[Object point labels]
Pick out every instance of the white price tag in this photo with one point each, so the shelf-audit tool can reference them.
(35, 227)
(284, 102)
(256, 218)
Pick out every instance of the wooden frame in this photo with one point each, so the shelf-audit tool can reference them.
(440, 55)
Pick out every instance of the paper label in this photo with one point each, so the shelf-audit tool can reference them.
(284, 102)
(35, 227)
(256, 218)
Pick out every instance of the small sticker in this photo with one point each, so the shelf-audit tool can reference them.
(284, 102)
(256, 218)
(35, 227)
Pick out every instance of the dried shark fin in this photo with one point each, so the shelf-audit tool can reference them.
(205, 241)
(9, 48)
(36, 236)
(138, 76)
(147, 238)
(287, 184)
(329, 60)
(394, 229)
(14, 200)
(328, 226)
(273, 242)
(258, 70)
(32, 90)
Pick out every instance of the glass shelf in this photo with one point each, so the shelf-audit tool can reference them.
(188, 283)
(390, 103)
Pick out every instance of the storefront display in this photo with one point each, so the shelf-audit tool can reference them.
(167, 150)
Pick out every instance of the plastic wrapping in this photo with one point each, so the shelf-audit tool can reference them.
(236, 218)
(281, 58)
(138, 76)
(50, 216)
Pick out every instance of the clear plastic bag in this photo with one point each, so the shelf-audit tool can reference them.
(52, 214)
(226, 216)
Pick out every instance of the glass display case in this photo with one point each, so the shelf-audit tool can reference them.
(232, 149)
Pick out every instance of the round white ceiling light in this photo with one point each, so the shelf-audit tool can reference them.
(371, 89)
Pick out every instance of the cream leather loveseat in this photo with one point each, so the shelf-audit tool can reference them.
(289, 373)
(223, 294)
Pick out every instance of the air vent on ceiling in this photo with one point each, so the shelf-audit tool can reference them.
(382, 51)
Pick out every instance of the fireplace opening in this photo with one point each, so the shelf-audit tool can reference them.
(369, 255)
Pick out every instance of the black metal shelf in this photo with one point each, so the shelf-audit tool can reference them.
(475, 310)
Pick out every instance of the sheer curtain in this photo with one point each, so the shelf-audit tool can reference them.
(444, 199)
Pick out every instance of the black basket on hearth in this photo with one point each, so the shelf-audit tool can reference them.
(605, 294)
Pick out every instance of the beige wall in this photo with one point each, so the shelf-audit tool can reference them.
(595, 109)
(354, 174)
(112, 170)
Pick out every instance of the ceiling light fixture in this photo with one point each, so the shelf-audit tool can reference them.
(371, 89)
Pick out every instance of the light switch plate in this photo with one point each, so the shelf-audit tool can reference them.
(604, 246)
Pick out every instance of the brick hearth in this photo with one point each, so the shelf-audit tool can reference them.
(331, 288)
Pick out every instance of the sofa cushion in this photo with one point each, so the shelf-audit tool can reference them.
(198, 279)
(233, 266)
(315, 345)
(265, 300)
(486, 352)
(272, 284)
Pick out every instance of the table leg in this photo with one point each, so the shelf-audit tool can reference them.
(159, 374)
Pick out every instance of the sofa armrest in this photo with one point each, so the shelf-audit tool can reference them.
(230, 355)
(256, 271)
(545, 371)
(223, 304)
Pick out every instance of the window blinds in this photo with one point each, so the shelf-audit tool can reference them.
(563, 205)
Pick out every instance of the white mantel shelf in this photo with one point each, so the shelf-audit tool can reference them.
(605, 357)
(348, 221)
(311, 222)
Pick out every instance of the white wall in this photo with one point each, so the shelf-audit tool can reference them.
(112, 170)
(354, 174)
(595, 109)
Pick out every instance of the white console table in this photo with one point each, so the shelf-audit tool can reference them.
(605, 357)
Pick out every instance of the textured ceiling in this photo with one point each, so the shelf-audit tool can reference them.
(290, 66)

• [Exercise brief]: Rewrite all of the material above, swapping every "shelf-audit tool" for "inventory tool" and leaving everything else unchanged.

• [Solution for this problem]:
Pick out every instance of the white price tag in this photo with one point each, so the inventory tool can reference them.
(35, 227)
(284, 102)
(256, 218)
Pick out every instance of the wooden frame in this photo with one point each, so the inventory tool can reference them.
(440, 55)
Pick out every instance of the paper label in this photo with one point each, so the inventory tool can reference them.
(284, 102)
(35, 227)
(256, 218)
Pick out every instance of the small sticker in this photo with one point each, so the inventory tool can reference them.
(284, 102)
(256, 218)
(35, 227)
Pick out every instance of the dried shark fin in this photo with one point each, so the inventory tool can reference them.
(205, 241)
(9, 48)
(36, 236)
(138, 76)
(147, 238)
(287, 184)
(329, 60)
(394, 229)
(14, 200)
(328, 226)
(273, 242)
(258, 70)
(32, 90)
Pick out every instance of the glass shelf in this photo with one point each, so the inventory tool can reference them.
(188, 283)
(390, 103)
Pick out every instance of the storefront display in this photo with one point each, so the inventory tool can reference them.
(167, 150)
Pick out every instance of the plastic wrapping in this photo with one point each, so the inventory tool can reference them.
(236, 218)
(281, 58)
(138, 76)
(50, 216)
Pick out every instance of the clear plastic bag in this photo with one point each, so the inventory tool can reference them.
(52, 214)
(226, 216)
Pick out every instance of the glass display case in this photo with one point each, so the inventory tool can reference them.
(232, 149)
Pick out every instance of the round white ceiling light in this photo with one point each, so the inventory tool can reference them.
(371, 89)
Pick out every instance of the cream leather loveseat in this photo with one point each, so the inventory tool can reference them.
(289, 373)
(223, 294)
Pick out every instance of the air vent on ceiling in this photo with one point each, so the inventory tool can reference them.
(382, 51)
Pick out every instance of the fireplace opening in this photo with one point each, so the inventory tool can reference them.
(369, 255)
Pick out every instance of the black metal shelf in this photo with one point each, so the inventory tool can reference them.
(475, 310)
Pick out every instance of the sheer curtain in this photo with one point each, so the inventory tool can reference them.
(444, 199)
Pick out every instance of the black basket on hearth in this photo with one point each, so the inventory tool can reference them.
(605, 294)
Pick out every instance of the beige wall in this photo with one point each, so the inventory tool can reference them.
(595, 109)
(354, 174)
(112, 170)
Pick out every instance of the ceiling light fixture in this photo with one point each, so the inventory tool can reference them.
(371, 89)
Pick out every instance of the light switch plate in this photo with one point each, so the inventory tool can reference them.
(604, 246)
Pick out every instance of the brick hearth in this photo with one point each, so the inventory tool can reference them.
(331, 288)
Pick out every instance of the sofa cushion in this photo with one point each, so the inventory tool can reference them.
(198, 279)
(233, 266)
(315, 345)
(265, 300)
(486, 352)
(272, 284)
Pick out every instance of the table leg in this photo with one point each, so the inventory tool can reference them.
(159, 374)
Pick out every instance of the sofa armrest in this photo with one point each, so the inventory tool can reference them.
(230, 355)
(256, 271)
(545, 371)
(223, 304)
Pick out every instance of the window blinds in this photo with one point each, so the inventory tool can reference them.
(563, 205)
Pick out every instance of the white mantel shelf in this photo with one point each, so the inventory tool can reference them.
(605, 357)
(348, 221)
(311, 222)
Pick out every instance of the white wall in this photo with one point each, so the inventory tool can reference them.
(112, 170)
(354, 174)
(595, 109)
Pick out every instance of the white console table in this photo with one point each, so the inventory tool can reference them.
(605, 357)
Pick out every instance of the textured ceiling in this photo with one point each, so the inventory tool can reference them.
(290, 66)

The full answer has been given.